DATASET.

____________________

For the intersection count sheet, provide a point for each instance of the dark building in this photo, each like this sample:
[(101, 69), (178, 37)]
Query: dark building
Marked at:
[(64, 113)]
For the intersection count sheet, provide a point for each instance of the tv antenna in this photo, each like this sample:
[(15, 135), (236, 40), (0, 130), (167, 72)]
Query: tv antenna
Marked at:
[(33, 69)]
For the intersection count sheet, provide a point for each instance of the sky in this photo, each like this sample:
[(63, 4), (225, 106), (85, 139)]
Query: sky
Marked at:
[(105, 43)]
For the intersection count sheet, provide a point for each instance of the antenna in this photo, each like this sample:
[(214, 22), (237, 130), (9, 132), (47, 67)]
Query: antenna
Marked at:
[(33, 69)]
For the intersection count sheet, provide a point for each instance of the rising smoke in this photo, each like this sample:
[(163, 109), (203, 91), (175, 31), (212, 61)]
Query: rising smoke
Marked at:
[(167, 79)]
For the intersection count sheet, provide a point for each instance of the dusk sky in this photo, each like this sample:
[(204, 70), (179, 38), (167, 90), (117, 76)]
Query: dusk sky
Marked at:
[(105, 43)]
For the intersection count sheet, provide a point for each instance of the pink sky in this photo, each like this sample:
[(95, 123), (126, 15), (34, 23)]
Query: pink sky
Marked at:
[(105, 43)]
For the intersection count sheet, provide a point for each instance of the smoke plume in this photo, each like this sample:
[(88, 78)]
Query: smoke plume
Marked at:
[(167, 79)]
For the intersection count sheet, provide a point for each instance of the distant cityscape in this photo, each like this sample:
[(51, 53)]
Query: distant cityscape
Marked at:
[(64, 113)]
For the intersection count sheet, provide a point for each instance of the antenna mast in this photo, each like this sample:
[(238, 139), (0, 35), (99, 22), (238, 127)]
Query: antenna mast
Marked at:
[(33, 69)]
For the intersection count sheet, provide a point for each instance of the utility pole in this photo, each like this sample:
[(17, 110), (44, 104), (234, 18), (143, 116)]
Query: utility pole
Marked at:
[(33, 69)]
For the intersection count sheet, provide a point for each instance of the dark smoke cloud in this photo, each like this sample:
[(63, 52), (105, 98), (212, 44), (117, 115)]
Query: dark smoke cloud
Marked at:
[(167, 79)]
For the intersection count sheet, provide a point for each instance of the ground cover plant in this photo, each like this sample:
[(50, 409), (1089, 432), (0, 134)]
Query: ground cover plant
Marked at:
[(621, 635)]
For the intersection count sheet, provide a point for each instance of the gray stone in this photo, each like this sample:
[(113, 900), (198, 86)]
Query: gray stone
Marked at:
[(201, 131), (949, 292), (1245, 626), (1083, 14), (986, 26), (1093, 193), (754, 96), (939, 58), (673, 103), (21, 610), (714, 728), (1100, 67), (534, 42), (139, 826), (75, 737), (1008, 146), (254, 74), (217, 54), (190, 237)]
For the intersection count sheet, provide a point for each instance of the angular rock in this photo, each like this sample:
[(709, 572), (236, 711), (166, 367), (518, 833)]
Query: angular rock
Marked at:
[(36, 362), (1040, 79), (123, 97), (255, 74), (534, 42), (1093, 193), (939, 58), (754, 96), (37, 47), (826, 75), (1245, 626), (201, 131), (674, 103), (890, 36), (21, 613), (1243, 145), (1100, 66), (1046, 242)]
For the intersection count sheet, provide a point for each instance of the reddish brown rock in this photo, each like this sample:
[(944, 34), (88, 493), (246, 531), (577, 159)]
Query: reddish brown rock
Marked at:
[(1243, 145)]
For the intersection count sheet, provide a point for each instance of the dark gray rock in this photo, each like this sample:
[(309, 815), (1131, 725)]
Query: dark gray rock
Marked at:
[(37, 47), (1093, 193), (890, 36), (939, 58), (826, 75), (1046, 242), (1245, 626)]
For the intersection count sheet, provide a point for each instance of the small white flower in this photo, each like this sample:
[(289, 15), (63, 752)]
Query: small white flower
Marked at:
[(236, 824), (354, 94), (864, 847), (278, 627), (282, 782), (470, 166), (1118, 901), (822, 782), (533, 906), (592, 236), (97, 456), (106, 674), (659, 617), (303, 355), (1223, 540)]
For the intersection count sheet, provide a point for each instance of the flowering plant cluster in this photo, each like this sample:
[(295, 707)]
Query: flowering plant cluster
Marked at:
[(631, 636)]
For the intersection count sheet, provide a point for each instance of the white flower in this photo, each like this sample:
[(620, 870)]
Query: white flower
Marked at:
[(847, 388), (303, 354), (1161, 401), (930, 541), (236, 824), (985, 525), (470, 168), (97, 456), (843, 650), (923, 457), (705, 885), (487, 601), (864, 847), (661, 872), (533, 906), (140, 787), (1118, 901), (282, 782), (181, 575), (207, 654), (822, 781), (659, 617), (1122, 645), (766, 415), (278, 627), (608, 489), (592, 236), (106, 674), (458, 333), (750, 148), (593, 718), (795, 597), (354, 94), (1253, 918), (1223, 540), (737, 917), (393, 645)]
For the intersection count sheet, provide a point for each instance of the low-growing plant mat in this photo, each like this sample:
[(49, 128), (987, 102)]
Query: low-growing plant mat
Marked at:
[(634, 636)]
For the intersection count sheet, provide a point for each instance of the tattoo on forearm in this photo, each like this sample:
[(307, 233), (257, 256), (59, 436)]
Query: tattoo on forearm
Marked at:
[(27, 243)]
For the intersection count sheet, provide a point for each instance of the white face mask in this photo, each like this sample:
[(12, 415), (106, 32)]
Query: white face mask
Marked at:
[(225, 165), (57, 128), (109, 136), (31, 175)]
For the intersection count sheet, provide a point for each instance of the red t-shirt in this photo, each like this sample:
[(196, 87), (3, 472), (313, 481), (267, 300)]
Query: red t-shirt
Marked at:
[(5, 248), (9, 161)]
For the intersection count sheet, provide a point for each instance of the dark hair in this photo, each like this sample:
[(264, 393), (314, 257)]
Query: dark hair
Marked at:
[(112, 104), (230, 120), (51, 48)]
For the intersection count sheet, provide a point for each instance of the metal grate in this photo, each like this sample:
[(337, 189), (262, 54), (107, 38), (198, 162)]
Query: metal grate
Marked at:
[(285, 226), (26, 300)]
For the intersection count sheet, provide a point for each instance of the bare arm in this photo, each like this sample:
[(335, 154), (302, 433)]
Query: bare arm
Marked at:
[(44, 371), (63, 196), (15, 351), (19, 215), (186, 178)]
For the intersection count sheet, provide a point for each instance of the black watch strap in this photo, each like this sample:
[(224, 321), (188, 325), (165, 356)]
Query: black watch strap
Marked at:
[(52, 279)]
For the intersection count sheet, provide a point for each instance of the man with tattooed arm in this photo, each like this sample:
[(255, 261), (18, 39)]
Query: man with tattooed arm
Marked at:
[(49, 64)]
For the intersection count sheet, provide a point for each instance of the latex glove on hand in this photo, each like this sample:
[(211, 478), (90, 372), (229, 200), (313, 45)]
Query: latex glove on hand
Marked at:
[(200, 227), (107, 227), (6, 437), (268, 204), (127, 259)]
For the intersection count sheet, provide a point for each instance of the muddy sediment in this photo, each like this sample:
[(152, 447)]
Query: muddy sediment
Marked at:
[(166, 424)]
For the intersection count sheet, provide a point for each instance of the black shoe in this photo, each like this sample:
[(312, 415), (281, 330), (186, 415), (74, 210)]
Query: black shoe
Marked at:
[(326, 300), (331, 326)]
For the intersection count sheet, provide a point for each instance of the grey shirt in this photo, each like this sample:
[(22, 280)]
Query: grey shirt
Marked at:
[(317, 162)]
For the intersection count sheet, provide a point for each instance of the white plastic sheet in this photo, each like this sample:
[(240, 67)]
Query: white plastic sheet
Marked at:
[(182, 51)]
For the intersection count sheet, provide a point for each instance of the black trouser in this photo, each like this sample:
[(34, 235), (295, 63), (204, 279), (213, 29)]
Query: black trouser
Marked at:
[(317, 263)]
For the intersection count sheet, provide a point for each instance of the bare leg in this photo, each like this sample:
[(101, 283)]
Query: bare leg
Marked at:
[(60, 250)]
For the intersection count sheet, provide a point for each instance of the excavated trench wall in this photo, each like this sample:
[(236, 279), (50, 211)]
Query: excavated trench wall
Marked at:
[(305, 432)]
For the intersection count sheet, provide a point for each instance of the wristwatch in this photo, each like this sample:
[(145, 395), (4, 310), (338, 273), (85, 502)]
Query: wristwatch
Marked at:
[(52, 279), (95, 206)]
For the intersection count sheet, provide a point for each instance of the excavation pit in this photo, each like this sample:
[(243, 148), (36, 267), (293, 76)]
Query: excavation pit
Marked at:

____________________

GOAL.
Rename "low-growing plant mat" to "ground cover" in the data between the lines holding "of the low-growing" and "[(634, 636)]", inclusive. Return only those lines, with everything else left unchanged.

ANSWER IN FULL.
For the intersection count sheet, provide a point for each instance of the ground cover in this photo, each like this sample:
[(49, 128), (987, 102)]
Query: ground cover
Marked at:
[(634, 636)]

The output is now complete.